(Stored data)
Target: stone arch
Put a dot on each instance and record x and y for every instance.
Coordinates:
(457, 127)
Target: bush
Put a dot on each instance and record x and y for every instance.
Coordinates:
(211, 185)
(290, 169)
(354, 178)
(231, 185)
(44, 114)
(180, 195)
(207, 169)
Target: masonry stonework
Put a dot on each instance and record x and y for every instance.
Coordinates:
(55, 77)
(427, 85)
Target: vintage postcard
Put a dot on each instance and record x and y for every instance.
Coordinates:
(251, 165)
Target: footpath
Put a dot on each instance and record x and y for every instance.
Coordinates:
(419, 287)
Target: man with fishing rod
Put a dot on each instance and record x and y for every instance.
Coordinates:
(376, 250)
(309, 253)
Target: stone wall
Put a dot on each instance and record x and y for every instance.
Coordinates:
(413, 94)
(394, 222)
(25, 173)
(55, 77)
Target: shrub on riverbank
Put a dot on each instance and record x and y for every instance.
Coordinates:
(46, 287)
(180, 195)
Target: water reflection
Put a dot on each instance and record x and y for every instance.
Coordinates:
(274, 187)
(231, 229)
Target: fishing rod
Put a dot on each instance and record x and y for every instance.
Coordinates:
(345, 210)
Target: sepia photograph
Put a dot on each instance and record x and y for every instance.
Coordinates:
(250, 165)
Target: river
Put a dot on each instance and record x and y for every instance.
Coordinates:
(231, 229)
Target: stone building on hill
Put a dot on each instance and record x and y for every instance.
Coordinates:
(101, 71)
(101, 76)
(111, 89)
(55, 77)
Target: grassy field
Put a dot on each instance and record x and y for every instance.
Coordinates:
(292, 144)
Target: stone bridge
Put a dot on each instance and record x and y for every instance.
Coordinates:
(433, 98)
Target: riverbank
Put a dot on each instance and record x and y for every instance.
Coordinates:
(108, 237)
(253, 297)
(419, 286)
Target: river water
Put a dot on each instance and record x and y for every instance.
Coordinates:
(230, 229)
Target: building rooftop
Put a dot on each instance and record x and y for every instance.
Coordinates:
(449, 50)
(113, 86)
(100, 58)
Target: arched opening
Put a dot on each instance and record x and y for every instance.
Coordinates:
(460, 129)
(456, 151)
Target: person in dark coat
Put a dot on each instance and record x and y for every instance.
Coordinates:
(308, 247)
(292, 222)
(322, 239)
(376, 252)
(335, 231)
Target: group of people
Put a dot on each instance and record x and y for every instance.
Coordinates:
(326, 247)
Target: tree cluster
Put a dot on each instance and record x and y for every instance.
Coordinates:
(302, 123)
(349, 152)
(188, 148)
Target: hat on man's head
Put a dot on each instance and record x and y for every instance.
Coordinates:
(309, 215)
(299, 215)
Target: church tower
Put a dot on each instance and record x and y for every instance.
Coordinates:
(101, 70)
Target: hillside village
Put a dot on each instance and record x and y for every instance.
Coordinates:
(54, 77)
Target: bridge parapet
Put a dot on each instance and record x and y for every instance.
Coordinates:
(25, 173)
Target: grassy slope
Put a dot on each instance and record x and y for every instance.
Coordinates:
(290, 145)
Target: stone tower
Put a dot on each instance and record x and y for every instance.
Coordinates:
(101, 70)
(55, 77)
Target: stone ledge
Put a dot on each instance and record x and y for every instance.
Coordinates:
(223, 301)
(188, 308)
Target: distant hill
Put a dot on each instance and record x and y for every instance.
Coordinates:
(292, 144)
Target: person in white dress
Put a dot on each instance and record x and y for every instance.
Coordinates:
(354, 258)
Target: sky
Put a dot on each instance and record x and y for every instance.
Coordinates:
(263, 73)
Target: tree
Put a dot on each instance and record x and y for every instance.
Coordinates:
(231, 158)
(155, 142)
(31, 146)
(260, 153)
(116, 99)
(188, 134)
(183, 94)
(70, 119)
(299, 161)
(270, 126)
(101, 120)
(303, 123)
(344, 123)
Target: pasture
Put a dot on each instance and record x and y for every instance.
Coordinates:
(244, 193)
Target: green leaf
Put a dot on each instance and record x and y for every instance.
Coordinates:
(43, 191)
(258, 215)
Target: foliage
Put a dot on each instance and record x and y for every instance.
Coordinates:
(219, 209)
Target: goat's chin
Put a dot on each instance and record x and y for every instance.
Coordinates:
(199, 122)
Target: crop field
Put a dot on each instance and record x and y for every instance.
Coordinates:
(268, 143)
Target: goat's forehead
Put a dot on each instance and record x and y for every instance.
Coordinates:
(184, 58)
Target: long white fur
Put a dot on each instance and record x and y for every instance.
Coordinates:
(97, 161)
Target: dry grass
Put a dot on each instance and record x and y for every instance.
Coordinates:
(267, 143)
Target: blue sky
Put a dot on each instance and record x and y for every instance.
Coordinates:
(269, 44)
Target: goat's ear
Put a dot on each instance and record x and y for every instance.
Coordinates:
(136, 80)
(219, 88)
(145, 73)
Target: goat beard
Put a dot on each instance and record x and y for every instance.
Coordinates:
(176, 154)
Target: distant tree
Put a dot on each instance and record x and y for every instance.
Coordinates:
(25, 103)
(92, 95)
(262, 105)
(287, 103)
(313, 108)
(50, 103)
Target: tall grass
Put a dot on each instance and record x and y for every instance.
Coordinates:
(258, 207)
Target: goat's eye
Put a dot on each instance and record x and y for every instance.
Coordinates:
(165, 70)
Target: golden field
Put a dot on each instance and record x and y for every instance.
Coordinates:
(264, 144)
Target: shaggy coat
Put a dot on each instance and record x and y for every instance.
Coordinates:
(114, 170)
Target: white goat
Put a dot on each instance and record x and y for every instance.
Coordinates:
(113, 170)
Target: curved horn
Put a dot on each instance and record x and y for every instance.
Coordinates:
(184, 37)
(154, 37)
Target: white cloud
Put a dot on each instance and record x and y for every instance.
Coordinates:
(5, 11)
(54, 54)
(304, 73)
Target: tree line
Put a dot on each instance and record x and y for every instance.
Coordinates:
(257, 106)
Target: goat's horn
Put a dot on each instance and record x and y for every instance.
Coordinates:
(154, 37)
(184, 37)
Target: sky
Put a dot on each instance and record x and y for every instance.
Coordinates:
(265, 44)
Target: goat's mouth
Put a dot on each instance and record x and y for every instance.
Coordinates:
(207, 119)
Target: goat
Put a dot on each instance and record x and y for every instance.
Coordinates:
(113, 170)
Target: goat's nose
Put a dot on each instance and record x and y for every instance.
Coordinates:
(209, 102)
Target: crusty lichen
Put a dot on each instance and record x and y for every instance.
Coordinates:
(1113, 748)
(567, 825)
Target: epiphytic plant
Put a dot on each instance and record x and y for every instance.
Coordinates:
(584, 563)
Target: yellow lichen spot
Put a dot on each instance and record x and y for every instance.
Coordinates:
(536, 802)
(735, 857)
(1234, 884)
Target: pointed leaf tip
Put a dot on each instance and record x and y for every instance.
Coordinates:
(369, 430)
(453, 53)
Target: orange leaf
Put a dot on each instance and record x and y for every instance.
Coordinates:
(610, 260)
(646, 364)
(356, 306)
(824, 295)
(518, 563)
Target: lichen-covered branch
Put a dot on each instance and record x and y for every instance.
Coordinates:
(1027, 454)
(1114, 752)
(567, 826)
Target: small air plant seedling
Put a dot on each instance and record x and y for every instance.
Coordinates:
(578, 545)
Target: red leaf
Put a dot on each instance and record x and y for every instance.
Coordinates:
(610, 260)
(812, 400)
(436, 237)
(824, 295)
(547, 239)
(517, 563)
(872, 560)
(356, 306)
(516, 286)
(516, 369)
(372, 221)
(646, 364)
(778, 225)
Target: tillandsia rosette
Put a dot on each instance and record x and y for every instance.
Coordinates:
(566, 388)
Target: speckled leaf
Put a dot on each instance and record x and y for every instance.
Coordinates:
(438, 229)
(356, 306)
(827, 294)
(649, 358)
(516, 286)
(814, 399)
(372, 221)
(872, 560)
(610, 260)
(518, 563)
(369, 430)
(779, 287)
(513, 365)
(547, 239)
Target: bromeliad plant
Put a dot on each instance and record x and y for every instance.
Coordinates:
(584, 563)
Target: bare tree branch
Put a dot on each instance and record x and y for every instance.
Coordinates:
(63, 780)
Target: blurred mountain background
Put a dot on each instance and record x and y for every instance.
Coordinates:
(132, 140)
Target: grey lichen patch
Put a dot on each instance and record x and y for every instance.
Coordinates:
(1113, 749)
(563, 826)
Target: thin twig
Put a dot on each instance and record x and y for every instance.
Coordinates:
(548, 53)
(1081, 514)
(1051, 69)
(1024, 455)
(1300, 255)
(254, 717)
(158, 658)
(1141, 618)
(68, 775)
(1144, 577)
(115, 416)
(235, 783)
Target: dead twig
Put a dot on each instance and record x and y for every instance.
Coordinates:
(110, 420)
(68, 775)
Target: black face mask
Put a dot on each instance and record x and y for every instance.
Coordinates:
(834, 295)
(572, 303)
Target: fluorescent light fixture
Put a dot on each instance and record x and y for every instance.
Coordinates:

■ TASK STATEMENT ■
Reproduce only the lines from the line containing "Target: bare tree branch" to the last line of the material above, both of those lines included.

■ EXERCISE RESULT ■
Target: bare tree branch
Put a dot on each instance and record x and y for every instance.
Coordinates:
(63, 780)
Target: blurred mountain background
Put a dot on each instance and record x and y for every instance.
Coordinates:
(132, 140)
Target: grey lichen patch
Put a dot on each instance and record x and y for every instance.
Coordinates:
(1113, 749)
(563, 826)
Target: thin twig
Put a dot on each instance and record x and y for every instance.
Coordinates:
(548, 53)
(1081, 514)
(1051, 69)
(1024, 455)
(1300, 255)
(254, 717)
(158, 658)
(1141, 618)
(68, 775)
(1144, 577)
(115, 416)
(235, 783)
Target: dead twig
Put a dot on each instance and record x and y for every instance.
Coordinates:
(110, 420)
(68, 775)
Target: black face mask
Put a dot on each instance and record x and y for every instance.
Coordinates:
(834, 295)
(572, 303)
Target: fluorescent light fixture
Put a dot on each instance and record x and y for every instance.
Coordinates:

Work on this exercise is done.